4.3.2. Add a datestamp

GitHub may automatically disable workflows if there’s a period of inactivity. To get around this you can can have your workflow commit an updated text file every time your Action runs.

      - name: Save datestamp
        run: date > ./data/latest-scrape.txt

4.4. Final steps

Your final file should look like this.

name: First Scraper

on:
  workflow_dispatch:
    inputs:
      state:
        description: 'U.S. state to scrape'
        required: true
        default: 'ia'
  schedule:
  - cron: "0 0 * * *"

permissions:
  contents: write

jobs:
  scrape:
    name: Scrape
    runs-on: ubuntu-latest
    steps:
      - name: Checkout
        uses: actions/checkout@v4

      - name: Install Python
        uses: actions/setup-python@v5
        with:
          python-version: '3.12'

      - name: Install scraper
        run: pip install warn-scraper

      - name: Scrape
        run: warn-scraper ${{ inputs.state }} --data-dir ./data/

      - name: Save datestamp
        run: date > ./data/latest-scrape.txt

      - name: Commit and push
        run: |
          git config user.name "GitHub Actions"
          git config user.email "[email protected]"
          git add ./data/
          git commit -m "Latest data for ${{ inputs.state }}" && git push || true

Let’s rerun the Action. Now when you go to run your Action, you will see an input field. This will allow you to specify which state to scrape for. Here I’m choosing CA.

final action

Upon completion, you will see that steps that reference inputs.state have been run with the correct value.

final result

════════

— REQUIRED TASK A —
Rescale the records from the line holding "If you could point to the security" through the end of the records, inclusive. Reproduce every line, requests included, multiplying each point coordinate by 1.4 and rounding to whole numbers with halves rounded up.

(Records from a point labeling set)
════════

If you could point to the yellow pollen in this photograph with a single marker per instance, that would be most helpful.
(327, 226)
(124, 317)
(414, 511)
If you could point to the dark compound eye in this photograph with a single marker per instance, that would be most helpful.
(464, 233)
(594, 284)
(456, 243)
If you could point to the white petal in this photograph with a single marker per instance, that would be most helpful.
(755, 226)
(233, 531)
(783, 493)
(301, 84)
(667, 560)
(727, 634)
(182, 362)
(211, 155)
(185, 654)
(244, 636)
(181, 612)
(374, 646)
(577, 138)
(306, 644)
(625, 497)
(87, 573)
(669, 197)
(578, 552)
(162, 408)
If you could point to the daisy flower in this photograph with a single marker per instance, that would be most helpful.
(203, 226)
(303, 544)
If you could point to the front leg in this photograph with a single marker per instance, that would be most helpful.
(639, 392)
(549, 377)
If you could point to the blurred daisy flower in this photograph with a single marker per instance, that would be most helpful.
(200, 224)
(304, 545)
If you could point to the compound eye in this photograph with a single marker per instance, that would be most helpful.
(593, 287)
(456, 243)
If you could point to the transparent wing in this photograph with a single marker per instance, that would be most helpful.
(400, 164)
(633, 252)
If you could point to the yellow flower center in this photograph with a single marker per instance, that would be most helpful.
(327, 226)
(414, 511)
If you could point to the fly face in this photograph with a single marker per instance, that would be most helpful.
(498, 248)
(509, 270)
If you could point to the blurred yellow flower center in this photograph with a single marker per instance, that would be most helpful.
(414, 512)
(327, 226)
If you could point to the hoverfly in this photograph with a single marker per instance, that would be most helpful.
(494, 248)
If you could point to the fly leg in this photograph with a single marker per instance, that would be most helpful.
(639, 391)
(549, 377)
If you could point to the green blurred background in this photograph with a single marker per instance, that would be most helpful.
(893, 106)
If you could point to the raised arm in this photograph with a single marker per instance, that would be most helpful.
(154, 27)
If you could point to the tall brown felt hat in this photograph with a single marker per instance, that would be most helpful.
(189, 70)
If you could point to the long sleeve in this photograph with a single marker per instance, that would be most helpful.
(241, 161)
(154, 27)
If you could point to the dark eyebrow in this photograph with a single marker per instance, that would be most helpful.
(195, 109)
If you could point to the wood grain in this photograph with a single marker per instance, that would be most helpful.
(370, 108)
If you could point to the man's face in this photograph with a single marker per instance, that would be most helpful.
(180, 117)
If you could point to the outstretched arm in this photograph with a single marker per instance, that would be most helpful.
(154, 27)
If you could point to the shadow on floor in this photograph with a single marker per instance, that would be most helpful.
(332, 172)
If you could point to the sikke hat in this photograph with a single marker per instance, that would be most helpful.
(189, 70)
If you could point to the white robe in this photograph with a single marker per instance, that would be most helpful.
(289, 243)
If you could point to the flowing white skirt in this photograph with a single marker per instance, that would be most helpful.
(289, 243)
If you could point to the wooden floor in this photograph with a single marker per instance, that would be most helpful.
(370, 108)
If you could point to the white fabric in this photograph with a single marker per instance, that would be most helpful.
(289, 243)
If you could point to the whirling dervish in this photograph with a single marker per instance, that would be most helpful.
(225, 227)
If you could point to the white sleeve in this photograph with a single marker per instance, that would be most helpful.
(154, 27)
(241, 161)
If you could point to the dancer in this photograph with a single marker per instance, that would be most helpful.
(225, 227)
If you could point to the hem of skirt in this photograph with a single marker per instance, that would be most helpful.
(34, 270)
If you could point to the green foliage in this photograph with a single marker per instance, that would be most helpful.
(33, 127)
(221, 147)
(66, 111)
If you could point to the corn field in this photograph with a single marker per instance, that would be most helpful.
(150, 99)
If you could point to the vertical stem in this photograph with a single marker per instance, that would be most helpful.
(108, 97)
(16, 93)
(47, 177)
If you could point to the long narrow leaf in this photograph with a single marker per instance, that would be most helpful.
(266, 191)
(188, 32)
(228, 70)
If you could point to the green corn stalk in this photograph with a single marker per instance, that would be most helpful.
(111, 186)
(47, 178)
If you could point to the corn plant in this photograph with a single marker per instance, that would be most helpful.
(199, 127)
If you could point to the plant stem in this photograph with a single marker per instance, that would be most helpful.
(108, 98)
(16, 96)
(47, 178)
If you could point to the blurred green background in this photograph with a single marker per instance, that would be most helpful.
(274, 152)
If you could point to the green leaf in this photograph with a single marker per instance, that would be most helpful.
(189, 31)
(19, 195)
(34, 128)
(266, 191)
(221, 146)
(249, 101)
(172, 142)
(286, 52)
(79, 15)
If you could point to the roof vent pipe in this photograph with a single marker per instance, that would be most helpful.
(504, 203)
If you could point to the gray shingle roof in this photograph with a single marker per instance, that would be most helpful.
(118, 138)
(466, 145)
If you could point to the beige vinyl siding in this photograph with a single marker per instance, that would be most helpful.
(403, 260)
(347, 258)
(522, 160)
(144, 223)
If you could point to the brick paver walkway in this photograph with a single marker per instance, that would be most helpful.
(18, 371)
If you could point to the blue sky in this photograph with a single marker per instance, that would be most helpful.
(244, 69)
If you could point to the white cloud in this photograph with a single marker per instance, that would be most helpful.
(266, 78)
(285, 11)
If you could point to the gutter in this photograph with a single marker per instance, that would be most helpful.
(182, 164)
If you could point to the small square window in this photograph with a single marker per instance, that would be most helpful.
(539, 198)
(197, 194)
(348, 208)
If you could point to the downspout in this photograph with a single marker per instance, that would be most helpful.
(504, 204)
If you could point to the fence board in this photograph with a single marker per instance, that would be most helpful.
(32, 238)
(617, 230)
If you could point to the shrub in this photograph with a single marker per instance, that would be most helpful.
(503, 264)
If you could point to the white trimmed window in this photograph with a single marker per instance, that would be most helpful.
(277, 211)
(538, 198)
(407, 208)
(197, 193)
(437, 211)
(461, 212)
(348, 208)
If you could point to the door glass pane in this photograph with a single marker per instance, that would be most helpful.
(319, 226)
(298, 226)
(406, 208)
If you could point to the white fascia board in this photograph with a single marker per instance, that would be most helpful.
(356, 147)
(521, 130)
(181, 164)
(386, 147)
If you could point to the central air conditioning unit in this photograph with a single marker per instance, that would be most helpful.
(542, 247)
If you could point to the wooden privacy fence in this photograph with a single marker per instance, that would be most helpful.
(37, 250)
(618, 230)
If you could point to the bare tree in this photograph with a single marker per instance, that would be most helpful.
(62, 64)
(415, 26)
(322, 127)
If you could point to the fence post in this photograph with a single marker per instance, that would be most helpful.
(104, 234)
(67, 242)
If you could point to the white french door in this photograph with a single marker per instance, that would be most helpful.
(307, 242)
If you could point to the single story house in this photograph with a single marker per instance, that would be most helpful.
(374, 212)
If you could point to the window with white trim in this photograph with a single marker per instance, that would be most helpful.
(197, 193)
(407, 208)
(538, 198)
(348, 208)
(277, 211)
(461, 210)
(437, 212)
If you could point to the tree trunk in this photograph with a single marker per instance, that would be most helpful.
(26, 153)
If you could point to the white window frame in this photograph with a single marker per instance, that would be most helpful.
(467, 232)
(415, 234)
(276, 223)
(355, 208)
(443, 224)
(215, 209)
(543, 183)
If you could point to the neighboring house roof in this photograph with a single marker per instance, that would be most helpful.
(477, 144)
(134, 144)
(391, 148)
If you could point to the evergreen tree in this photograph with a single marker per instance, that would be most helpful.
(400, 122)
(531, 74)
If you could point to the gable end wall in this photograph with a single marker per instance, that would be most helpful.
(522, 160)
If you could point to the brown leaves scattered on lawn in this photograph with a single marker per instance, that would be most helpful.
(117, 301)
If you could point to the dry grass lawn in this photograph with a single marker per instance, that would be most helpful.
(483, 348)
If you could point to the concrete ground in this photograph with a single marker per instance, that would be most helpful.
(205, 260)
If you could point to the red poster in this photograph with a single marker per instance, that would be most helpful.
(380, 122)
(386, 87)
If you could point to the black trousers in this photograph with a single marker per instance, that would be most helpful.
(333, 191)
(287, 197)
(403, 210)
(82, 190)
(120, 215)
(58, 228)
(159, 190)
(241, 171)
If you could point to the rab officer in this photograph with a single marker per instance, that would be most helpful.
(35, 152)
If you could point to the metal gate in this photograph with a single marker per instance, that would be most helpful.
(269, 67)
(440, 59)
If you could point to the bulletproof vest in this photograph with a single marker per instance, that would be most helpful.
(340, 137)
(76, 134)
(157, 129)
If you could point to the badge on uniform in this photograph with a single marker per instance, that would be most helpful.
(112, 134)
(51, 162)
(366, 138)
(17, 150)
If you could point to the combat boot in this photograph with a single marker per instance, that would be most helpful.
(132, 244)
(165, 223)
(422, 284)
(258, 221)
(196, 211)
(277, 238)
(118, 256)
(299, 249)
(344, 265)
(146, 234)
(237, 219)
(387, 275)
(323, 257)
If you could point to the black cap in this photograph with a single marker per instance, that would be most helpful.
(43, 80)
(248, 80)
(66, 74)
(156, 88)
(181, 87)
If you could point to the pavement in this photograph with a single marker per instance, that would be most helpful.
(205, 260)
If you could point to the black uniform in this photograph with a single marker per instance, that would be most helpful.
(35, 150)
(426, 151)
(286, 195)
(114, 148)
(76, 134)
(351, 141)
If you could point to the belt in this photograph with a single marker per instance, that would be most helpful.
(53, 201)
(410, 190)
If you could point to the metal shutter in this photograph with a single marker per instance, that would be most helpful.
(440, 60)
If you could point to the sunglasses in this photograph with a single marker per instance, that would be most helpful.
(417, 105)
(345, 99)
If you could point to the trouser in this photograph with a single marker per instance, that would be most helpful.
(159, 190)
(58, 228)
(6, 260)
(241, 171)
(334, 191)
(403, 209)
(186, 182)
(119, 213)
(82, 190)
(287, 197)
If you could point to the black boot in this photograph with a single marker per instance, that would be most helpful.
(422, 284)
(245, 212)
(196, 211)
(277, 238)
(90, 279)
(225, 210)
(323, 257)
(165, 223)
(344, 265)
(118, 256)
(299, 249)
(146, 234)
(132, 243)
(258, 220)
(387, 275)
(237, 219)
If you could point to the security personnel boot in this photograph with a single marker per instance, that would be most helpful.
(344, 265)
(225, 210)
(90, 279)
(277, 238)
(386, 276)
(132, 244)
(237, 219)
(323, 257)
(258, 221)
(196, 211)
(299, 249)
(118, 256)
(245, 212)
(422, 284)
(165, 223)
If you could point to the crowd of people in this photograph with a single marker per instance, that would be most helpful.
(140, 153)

════════

— REQUIRED TASK B —
Render this sentence from the GitHub Actions scraper tutorial into Spanish: "GitHub may automatically disable workflows if there’s a period of inactivity."

— WRITTEN RESPONSE A —
If you could point to the security personnel boot in this photograph with a single marker per instance, that would be most helpful.
(482, 371)
(315, 294)
(126, 391)
(388, 333)
(540, 386)
(185, 342)
(332, 307)
(452, 360)
(361, 309)
(274, 295)
(419, 349)
(165, 358)
(343, 297)
(591, 398)
(231, 312)
If you could point to the crowd of people in this photograph with a single marker per instance, that would be most helpful.
(196, 214)

— WRITTEN RESPONSE B —
GitHub puede deshabilitar automáticamente los flujos de trabajo si hay un período de inactividad.